---- STUDY TEXT
Perhaps the most important factor for charities is to remember that professional advisors care very much about the integrity of a charity. They care about a charity's reputation, accountability and ability to focus on mission.
Best Practices for Professional Advisors
Advisors wishing to build and maintain relationships with the non-profit sector need to keep in mind several issues that eternally impact charities.
1. Most non-profits shy away from identifying a single company, product, or individual as a primary representative or partner.
Charities are sensitive to giving equal opportunity to professional advisors and their businesses and do not want to offend a potential corporate or individual donor by aligning themselves with a specific company, product, or individual.
2. Fee for service or pro bono work for non-profits?
If professional advisors are paid for their work with a charity or, alternatively, are expected to serve in a volunteer capacity, typically depends on two factors: the size and longevity of the charity and the circumstances under which the professional advisors are engaged by the charity.
The larger, established charities with experienced development professionals will identify readily those specific situations requiring the expertise of professional advisors. They understand and appreciate that paying for the service will classify them as a valuable client of the advisor and ensure they receive priority attention. In these cases, the charity selects the professional advisor they feel is in the best situation to help. The selection typically will be based on the advisor's reputation in the community and/or a referral from the charity's board or other trusted source.
--------
---- EXTRACTED MATERIAL
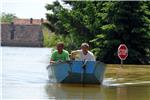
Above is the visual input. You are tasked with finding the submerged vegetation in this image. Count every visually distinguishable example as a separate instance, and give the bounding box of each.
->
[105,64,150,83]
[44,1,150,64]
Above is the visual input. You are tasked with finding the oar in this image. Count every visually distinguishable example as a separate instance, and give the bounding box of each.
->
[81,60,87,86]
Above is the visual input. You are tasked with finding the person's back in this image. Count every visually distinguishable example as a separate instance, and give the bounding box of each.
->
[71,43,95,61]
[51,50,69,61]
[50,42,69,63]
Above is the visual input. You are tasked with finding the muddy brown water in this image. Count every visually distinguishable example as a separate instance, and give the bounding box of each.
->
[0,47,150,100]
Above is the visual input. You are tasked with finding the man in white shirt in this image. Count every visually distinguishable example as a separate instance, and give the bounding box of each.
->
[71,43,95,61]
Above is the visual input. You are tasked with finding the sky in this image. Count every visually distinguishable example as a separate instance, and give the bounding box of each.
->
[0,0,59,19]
--------
---- EXTRACTED MATERIAL
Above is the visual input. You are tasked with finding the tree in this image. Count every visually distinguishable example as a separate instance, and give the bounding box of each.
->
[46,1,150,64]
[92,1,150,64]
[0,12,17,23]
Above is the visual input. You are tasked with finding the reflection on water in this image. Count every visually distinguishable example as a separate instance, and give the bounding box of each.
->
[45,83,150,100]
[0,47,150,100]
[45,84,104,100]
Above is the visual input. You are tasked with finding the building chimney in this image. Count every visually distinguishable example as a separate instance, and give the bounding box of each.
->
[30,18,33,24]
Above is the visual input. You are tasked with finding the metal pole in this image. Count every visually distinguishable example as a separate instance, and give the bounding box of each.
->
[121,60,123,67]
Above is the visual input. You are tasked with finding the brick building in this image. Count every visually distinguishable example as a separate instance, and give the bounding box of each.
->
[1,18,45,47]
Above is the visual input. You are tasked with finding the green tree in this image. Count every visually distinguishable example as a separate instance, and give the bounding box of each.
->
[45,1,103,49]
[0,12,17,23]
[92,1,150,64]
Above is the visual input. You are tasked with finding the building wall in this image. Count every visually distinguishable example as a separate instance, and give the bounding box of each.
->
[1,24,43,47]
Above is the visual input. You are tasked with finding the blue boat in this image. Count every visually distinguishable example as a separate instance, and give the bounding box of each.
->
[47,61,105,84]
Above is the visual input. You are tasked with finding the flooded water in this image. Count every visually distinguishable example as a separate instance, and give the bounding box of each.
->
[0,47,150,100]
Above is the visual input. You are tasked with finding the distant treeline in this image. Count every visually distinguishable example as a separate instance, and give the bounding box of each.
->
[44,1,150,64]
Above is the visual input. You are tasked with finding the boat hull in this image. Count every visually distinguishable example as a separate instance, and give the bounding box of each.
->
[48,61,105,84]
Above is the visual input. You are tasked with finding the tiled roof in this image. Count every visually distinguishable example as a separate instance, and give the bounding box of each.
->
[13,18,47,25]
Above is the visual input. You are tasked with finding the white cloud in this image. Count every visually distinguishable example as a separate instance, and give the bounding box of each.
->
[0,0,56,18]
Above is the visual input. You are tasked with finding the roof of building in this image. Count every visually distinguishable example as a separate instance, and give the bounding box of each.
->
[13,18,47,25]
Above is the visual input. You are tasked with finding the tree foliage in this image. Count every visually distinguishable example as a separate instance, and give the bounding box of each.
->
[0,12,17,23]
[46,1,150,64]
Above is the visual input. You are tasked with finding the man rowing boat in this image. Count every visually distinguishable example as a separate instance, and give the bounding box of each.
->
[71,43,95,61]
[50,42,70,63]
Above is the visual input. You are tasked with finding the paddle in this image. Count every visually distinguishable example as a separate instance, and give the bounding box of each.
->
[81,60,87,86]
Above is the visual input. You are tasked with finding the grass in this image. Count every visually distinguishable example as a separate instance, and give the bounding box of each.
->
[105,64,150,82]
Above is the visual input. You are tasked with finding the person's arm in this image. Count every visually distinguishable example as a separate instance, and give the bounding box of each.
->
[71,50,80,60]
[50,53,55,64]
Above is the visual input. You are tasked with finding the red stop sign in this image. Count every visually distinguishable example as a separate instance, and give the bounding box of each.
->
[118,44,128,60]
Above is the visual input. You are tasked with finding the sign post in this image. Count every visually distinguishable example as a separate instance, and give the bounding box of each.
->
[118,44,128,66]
--------
---- EXTRACTED MATERIAL
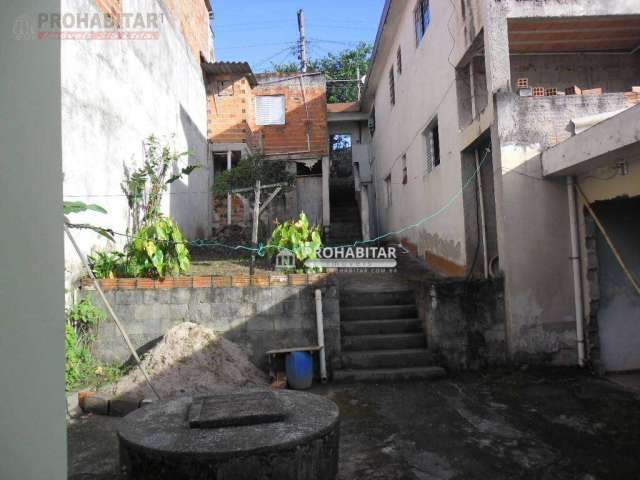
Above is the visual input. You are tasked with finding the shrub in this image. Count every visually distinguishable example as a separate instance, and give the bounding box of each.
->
--------
* WHAT YOU WILL DO:
a - In the text on charities and professional advisors, what two factors typically decide whether advisors are paid or serve as volunteers?
b - From the text on charities and professional advisors, print the words starting with "Best Practices for" and going on through "work for non-profits?".

* LIST OF ANSWERS:
a - The size and longevity of the charity, and the circumstances under which the charity engages the advisors.

b -
Best Practices for Professional Advisors
Advisors wishing to build and maintain relationships with the non-profit sector need to keep in mind several issues that eternally impact charities.
1. Most non-profits shy away from identifying a single company, product, or individual as a primary representative or partner.
Charities are sensitive to giving equal opportunity to professional advisors and their businesses and do not want to offend a potential corporate or individual donor by aligning themselves with a specific company, product, or individual.
2. Fee for service or pro bono work for non-profits?